Requirement 1. In the FCC white space excerpt, why did the Commission refuse to reserve more spectrum for wireless microphones? Answer in one to three sentences.

The FCC discussed and approved this morning the above 2nd Memorandum Opinions and Order resolving questions from the TV white space decision of almost 2 years ago. Oddly, if was released under the hyperbole “FCC Frees Up Vacant TV Airwaves For "Super Wi-Fi" Technologies and Other Technologies”. The document is 79 pages without commissioners’ statements.

Chmn. Genachowski oddly said in his statement, “Today’s Order marks the Commission’s first significant release of unlicensed spectrum in 25 years.” Apparently he overlooked the release of 5 GHz in the 59-64 GHz band (later increased to 7 GHz in 57-64 GHz) in the 12/15/95 Report and Order in Docket 94-124 during his first tenure at the Commission under Chairman Hundt.

The new decision removes the sensing requirement from devices that have geolocation and database access to determine spectrum availability. It keeps the archaic R-6602 definition of where a TV signal is present saying “The current method of calculating TV station contours in Section 73.684 of the rules using the FCC curves in Section 73.699 of the rules is straight forward, well understood and has proven sufficiently accurate over time.” (para. 21) So cities like Monterey, California that are within multiple grade B contours but get little real over-the-air TV service are just out of luck.

It did ease use restrictions near the Canadian and Mexican borders in deference to Native American groups.

It guaranteed at least 2 TV channels in every area for wireless mic use and allows extra use for “Broadway-like” shows and special events if they can show their are no other options.

In response to demands by wireless mic advocates that they get even more spectrum, the Commission stated,

We disagree with those who argue that more spectrum should be reserved for wireless microphones. We observe that wireless microphones generally have operated very inefficiently, perhaps in part due to the luxury of having access to a wealth of spectrum. While there may be users that believe they need access to more spectrum to accommodate more wireless microphones, we find that any such needs must be accommodated through improvements in spectrum efficiency.

Requirement 2. Reproduce the listing word for word from its first line through the line that contains "x=261, y=181", including both of those lines.

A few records
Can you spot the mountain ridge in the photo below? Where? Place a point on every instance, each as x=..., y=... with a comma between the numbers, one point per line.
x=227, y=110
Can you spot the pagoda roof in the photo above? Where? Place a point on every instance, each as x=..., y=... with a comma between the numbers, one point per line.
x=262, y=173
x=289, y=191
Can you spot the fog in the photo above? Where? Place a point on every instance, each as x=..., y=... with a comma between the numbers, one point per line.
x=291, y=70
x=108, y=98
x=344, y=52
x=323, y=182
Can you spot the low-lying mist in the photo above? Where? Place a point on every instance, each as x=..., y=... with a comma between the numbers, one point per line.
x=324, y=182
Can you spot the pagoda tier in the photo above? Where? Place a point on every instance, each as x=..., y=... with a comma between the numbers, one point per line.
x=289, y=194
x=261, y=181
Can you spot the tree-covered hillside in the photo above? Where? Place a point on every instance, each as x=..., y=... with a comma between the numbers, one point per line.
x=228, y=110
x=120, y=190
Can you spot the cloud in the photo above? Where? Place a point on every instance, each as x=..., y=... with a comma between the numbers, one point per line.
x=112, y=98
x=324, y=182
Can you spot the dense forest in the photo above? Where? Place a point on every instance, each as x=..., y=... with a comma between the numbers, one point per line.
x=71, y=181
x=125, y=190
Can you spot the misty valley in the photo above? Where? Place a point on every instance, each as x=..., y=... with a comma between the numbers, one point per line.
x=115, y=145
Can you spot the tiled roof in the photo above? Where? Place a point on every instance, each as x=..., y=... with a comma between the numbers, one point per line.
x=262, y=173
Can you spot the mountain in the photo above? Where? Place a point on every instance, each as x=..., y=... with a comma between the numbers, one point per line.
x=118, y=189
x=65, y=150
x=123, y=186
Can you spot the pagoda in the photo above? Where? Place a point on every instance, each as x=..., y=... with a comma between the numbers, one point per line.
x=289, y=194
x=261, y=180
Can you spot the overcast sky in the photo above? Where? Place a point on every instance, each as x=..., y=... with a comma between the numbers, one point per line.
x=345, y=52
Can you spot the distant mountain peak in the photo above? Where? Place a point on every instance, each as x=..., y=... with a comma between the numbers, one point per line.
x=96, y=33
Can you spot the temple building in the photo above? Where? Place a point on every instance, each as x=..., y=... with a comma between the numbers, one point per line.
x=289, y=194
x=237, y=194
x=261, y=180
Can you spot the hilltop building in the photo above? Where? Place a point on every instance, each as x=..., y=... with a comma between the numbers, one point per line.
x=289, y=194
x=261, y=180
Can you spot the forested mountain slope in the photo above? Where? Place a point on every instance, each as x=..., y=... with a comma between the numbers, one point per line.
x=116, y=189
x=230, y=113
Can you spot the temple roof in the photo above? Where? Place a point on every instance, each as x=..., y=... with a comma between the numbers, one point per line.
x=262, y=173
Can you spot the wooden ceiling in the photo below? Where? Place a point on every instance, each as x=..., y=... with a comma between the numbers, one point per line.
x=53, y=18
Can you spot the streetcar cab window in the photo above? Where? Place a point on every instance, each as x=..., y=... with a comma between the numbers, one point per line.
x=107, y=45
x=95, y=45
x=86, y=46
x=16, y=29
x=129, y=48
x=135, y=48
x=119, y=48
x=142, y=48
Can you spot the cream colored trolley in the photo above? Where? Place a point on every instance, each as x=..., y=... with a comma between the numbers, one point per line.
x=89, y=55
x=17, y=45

Exercise output 1. The Commission found that wireless microphones have generally operated very inefficiently, perhaps partly because they have had access to a wealth of spectrum. Any need to accommodate more wireless microphones must therefore be met through improvements in spectrum efficiency, not through more reserved spectrum.

Exercise output 2.
Can you spot the mountain ridge in the photo below? Where? Place a point on every instance, each as x=..., y=... with a comma between the numbers, one point per line.
x=227, y=110
Can you spot the pagoda roof in the photo above? Where? Place a point on every instance, each as x=..., y=... with a comma between the numbers, one point per line.
x=262, y=173
x=289, y=191
Can you spot the fog in the photo above? Where? Place a point on every instance, each as x=..., y=... with a comma between the numbers, one point per line.
x=291, y=70
x=108, y=98
x=344, y=52
x=323, y=182
Can you spot the low-lying mist in the photo above? Where? Place a point on every instance, each as x=..., y=... with a comma between the numbers, one point per line.
x=324, y=182
Can you spot the pagoda tier in the photo above? Where? Place a point on every instance, each as x=..., y=... with a comma between the numbers, one point per line.
x=289, y=194
x=261, y=181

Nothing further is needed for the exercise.